**** Tekst źródłowy ****
Po czym
stwierdzić, że film był dobry? To proste! Musi zostać w głowie dłużej niż do
napisów końcowych. Przynajmniej tak uważałam kiedyś. Teraz dochodzę do wniosku,
że pamiętamy głównie bzdury. Im oglądana przez nas treść jest głupsza,
śmieszniejsza, bardziej kontrowersyjna – tym dłużej będziemy ją wspominać.
W
zeszłym tygodniu obejrzałam film Don Jon. Kilka dni później wciąż o nim
myślałam. Prawdopodobnie było to spowodowane faktem, ze chciałam napisać
tę recenzję, ale jest tez szansa, że nie
był kinowym niewypałem. Czy warto zatem
wydać 30 zł, żeby zobaczyć Don Jona na srebrnym ekranie? Odpowiedź jak to
zwykle bywa, nie jest jednoznaczna.
Idąc do
kina nie miejcie wątpliwości - Don Jon to typowy film nastawiony na zysk.
****
**Polecenie:**
Kontynuuj recenzję filmu Don Jon, zaczynając od zdania, które następuje po jej ostatnim zdaniu. Rekordy to osobny materiał, niezwiązany z recenzją filmu Don Jon.
**** Sekcja danych ****
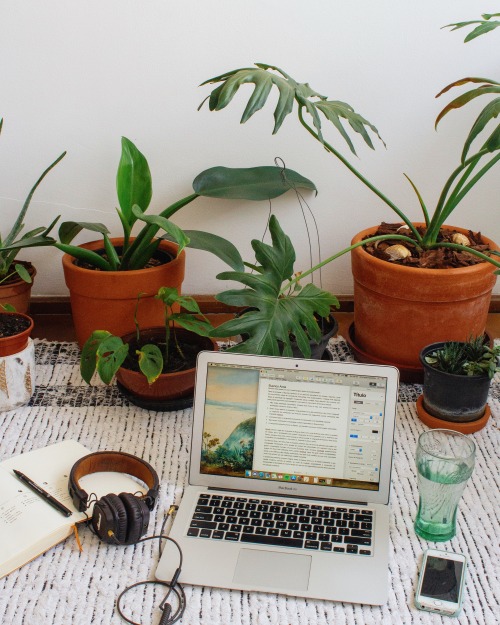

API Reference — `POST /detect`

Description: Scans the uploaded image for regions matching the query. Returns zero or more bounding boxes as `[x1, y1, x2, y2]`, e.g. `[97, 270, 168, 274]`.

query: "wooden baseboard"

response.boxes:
[30, 295, 500, 315]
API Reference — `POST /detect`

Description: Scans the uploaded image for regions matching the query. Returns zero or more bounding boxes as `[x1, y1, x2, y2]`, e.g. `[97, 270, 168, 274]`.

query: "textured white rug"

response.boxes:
[0, 338, 500, 625]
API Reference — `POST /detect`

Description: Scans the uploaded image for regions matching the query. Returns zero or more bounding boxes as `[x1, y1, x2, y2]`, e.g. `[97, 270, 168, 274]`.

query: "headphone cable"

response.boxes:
[116, 506, 186, 625]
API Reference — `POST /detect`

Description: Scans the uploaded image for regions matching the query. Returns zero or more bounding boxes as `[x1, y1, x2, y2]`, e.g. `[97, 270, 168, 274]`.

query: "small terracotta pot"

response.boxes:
[62, 238, 186, 347]
[0, 312, 34, 356]
[116, 327, 217, 403]
[0, 261, 36, 313]
[351, 224, 499, 372]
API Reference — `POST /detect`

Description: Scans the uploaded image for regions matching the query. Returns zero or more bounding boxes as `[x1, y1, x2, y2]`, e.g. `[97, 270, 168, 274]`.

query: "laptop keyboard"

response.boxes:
[187, 493, 374, 556]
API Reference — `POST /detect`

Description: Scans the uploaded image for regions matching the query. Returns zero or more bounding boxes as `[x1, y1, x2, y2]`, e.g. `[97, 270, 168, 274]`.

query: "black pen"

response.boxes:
[13, 469, 73, 516]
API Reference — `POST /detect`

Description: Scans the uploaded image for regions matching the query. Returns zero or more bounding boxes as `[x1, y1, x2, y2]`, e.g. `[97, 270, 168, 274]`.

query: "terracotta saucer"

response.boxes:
[417, 395, 491, 434]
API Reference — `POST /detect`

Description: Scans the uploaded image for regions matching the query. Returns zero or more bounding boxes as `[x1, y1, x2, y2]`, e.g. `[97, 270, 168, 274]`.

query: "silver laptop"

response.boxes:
[156, 352, 399, 605]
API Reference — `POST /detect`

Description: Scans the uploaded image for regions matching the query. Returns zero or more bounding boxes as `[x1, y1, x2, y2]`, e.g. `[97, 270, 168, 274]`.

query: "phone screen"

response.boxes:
[420, 556, 464, 603]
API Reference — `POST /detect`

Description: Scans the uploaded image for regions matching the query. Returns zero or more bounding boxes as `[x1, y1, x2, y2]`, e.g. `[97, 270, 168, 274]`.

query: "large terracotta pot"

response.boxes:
[0, 261, 36, 313]
[62, 238, 186, 347]
[116, 327, 217, 406]
[350, 224, 499, 381]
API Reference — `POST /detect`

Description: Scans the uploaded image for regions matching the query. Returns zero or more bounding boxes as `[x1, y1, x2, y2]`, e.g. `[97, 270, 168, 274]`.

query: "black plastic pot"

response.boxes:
[420, 342, 491, 423]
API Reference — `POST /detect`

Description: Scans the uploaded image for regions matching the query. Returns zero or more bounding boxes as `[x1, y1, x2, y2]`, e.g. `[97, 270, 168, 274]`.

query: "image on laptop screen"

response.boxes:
[200, 363, 387, 490]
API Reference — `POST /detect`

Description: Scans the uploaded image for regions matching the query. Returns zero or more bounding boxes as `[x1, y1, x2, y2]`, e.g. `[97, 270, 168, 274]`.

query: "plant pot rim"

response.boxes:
[62, 237, 186, 279]
[0, 311, 35, 356]
[0, 259, 36, 289]
[416, 398, 491, 434]
[351, 221, 500, 279]
[419, 341, 491, 382]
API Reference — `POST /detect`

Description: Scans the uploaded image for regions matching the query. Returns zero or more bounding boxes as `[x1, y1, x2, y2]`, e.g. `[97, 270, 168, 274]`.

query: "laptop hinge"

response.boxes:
[207, 486, 368, 506]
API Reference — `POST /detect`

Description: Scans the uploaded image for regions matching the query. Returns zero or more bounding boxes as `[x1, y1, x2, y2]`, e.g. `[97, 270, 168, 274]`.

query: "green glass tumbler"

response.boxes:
[415, 430, 476, 542]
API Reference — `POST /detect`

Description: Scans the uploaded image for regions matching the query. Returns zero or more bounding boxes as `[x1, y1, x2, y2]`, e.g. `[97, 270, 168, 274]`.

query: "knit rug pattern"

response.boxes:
[0, 337, 500, 625]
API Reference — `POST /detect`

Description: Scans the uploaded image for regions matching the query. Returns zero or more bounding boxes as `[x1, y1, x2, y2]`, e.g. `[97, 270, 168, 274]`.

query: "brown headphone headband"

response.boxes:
[68, 451, 160, 512]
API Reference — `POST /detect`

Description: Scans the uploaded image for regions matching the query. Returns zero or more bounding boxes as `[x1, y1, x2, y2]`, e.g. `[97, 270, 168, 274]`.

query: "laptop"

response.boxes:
[156, 352, 399, 605]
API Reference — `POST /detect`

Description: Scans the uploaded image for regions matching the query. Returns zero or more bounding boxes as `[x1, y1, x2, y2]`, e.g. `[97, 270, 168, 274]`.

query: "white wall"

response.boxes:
[0, 0, 500, 296]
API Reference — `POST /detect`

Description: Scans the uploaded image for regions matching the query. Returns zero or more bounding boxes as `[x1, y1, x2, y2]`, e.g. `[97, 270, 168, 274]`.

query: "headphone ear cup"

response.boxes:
[119, 493, 149, 545]
[92, 494, 127, 545]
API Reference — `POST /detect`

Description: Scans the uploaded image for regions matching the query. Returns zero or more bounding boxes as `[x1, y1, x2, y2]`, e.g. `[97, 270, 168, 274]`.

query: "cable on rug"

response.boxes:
[116, 505, 186, 625]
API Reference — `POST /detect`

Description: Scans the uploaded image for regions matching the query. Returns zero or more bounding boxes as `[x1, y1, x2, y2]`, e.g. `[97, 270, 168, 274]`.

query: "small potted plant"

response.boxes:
[200, 16, 500, 381]
[212, 215, 339, 359]
[0, 119, 66, 313]
[52, 137, 315, 346]
[80, 287, 215, 410]
[417, 335, 500, 434]
[0, 304, 35, 412]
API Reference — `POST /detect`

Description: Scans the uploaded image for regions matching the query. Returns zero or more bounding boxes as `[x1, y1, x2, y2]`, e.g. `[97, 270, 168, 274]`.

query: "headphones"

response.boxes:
[68, 451, 159, 545]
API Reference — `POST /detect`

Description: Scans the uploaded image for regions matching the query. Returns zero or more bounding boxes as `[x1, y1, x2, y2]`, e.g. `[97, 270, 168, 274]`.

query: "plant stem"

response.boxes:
[424, 150, 487, 241]
[443, 154, 500, 223]
[299, 106, 422, 243]
[279, 234, 418, 295]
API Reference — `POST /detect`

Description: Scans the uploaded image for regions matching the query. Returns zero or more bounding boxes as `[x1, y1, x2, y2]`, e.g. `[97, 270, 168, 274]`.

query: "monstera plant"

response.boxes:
[200, 15, 500, 372]
[200, 63, 500, 268]
[212, 215, 339, 358]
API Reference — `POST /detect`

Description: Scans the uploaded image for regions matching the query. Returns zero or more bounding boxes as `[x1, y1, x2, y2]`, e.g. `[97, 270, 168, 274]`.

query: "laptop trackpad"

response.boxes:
[233, 549, 311, 591]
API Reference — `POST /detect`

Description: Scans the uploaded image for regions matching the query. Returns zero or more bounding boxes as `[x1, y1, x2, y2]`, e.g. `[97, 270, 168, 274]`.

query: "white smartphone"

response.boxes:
[415, 549, 467, 616]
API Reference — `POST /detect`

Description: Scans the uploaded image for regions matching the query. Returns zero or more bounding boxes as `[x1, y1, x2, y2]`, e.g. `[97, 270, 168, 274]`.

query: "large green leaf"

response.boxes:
[4, 152, 66, 247]
[443, 13, 500, 43]
[200, 63, 380, 153]
[212, 216, 338, 357]
[180, 230, 244, 271]
[116, 137, 153, 227]
[462, 98, 500, 162]
[132, 205, 189, 254]
[193, 166, 317, 200]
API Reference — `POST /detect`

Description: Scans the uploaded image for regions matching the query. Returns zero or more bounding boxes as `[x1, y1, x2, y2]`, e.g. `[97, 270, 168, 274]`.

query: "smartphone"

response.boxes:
[415, 549, 467, 616]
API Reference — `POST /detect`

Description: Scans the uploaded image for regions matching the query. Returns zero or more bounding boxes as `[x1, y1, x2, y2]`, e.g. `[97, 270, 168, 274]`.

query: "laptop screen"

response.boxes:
[197, 361, 387, 491]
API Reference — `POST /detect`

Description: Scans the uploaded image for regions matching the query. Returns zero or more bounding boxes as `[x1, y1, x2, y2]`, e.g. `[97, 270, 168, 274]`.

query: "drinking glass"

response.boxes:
[415, 429, 476, 542]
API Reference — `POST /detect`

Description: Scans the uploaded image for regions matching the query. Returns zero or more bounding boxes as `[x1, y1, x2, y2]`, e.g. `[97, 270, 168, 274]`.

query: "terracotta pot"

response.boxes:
[351, 224, 499, 381]
[116, 327, 217, 404]
[0, 261, 36, 313]
[62, 238, 186, 347]
[0, 312, 34, 356]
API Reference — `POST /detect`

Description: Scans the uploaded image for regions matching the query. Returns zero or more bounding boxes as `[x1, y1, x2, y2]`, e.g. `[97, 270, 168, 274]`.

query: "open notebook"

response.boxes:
[0, 440, 146, 577]
[156, 352, 399, 604]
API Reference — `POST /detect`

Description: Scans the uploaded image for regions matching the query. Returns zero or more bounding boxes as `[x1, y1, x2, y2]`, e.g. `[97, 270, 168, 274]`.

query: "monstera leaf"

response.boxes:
[212, 215, 338, 358]
[200, 63, 382, 154]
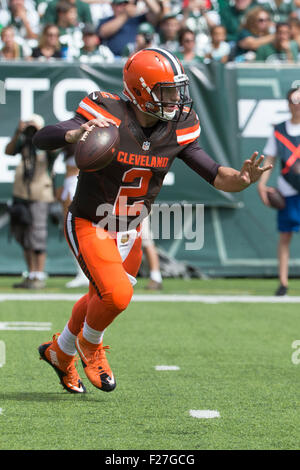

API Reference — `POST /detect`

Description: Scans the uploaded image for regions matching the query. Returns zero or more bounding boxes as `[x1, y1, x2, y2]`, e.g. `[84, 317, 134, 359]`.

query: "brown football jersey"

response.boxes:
[70, 92, 200, 228]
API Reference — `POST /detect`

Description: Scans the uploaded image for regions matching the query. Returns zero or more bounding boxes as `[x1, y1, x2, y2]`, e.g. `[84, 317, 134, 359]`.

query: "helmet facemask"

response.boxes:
[142, 75, 193, 122]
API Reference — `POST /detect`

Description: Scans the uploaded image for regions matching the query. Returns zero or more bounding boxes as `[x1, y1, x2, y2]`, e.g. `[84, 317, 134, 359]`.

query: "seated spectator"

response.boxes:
[8, 0, 40, 40]
[0, 26, 25, 60]
[158, 13, 181, 53]
[235, 7, 274, 58]
[56, 0, 82, 60]
[183, 0, 220, 56]
[175, 28, 203, 62]
[288, 18, 300, 48]
[256, 0, 297, 23]
[122, 23, 157, 57]
[204, 25, 230, 64]
[220, 0, 254, 45]
[41, 0, 92, 24]
[79, 0, 113, 27]
[256, 23, 299, 62]
[98, 0, 161, 57]
[79, 25, 115, 63]
[30, 24, 62, 60]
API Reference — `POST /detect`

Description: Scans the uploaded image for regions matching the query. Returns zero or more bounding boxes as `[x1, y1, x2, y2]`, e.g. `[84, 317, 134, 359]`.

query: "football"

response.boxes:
[75, 124, 120, 171]
[268, 188, 285, 210]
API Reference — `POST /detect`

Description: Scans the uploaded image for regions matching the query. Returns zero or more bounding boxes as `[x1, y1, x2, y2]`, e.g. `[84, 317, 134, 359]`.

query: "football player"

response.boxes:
[34, 48, 272, 393]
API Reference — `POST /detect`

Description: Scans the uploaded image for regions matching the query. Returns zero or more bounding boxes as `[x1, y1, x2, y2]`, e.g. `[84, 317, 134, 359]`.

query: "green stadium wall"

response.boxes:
[0, 62, 300, 277]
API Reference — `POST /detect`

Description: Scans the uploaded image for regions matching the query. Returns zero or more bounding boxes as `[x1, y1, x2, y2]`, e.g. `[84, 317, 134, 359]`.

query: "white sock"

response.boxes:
****
**Odpowiedź:**
Scenariusz został tak sprytnie skonstruowany, żeby przekaz trafiał do jak
najszerszego grona odbiorców. Widzowie z mniej pofałdowanymi mózgami dostaną
cycki, sex i fabułę rodem z Warsaw Shore, a Ci bardziej rozgarnięci będą
doszukiwać się drugiego dna.
Czy drugie dno istnieje?
Czy drugie dno istnieje?
I tak i nie.
Film z założenia jest pastiszem. Pokazuje kim się staliśmy będąc pod wpływem
wszechobecnej komercjalizacji życia i spłycenia relacji międzyludzkich.
Pokazuje jak wulgarna seksualność reklam wyprasowała nam zwoje mózgowe,
prymitywizując i upośledzając kontakty z innymi. Widzimy jak w głębokie
wartości jakimi były czas z rodziną czy msze święte wkroczyła makdonalizacja i
rutyna, czyniąc je komedią. Obiady z nieproszonymi gośćmi- telewizorem i
smartfonem czy automatyczne, bezrefleksyjne pokuty to dziś stałe punkty
tygodnia, które nic już nie znaczą i nic nie wnoszą. Wspólny sex nie oznacza
już kobiety i mężczyzny tylko mężczyzny i filmu pornograficznego. Wreszcie pokazuje jednostronną,
egoistyczną farsę jaka zastąpiła związki partnerskie.
Czy naprawdę znikąd szukać nadziei?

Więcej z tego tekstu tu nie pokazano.